> [DESCRIPTION OF THE TASK] Copy the data below verbatim, beginning with the line containing "The client would like the bird's body" and continuing through the line containing "227 116 245 121".

(Coordinate annotation entries)
========
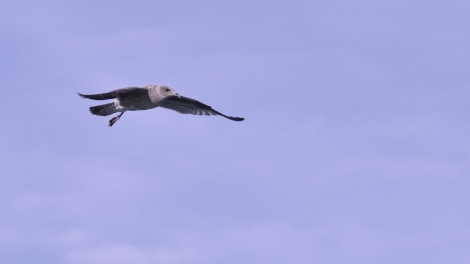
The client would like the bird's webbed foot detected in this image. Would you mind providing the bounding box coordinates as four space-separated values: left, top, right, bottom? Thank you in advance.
108 112 124 126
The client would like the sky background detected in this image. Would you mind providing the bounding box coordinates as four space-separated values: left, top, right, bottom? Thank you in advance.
0 0 470 264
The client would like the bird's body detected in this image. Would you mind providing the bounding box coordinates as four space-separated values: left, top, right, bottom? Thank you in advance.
79 84 244 126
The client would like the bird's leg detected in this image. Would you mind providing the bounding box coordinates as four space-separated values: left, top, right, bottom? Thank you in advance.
108 112 124 126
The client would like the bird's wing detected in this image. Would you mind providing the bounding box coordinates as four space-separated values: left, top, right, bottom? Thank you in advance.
78 87 147 100
159 96 244 121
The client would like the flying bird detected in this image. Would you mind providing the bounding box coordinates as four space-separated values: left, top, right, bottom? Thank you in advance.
78 84 244 126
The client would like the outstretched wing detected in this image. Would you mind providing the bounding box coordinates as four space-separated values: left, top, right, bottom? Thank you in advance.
78 87 148 100
159 96 244 121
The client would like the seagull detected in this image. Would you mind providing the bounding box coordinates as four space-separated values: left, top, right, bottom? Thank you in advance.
78 84 244 126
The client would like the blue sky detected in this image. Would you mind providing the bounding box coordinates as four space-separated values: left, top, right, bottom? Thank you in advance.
0 0 470 264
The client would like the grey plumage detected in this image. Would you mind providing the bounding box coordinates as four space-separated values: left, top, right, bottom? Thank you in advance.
78 84 244 126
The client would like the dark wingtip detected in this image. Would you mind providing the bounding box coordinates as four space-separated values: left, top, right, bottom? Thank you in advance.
227 116 245 121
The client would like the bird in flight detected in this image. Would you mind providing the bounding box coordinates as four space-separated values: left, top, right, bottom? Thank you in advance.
78 84 244 126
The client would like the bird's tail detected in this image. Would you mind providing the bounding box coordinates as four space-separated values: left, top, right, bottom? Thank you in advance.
========
> [TASK RESULT]
The client would like the bird's body detected in this image. Would you mind providing the bounding box coordinates as four space-separated values: left, top, right, bottom? Thank you in advance.
79 84 244 126
The client would like the bird's leg detected in this image. Would you mind providing the bounding box coordinates as four space-separated values: left, top, right, bottom? Thank you in advance.
108 112 124 126
The client would like the bird's wing detected in this image. Would you mind providing the bounding box coordinates as four space-separated values: left, top, right, bottom? Thank you in advance.
78 87 147 100
159 96 244 121
The client would like the flying bird detected in this image. Would you mind providing the bounding box coordinates as four space-separated values: left, top, right, bottom? Thank you in advance.
78 84 244 126
The client would like the outstretched wing detected in this image. Would you mind providing the bounding box coordinates as four space-separated values: left, top, right, bottom? Thank you in advance.
78 87 148 100
159 96 244 121
The client would like the seagull detected in this image. Would you mind providing the bounding box coordinates as four space-separated values: left, top, right, bottom? Thank you in advance.
78 84 244 126
The client would like the blue sky detected in this image. Would you mind providing the bounding box coordinates as four space-separated values: left, top, right, bottom? Thank you in advance.
0 0 470 264
The client would like the grey plumage detected in this image. Would you mind providing the bounding box coordinates as four space-separated values: left, top, right, bottom? Thank you in advance.
78 84 244 126
The client would like the dark wingtip detected in this image. Would you mind providing the bounding box coordinates as four space-separated values: left, top, right, bottom? Thank you in advance.
227 116 245 121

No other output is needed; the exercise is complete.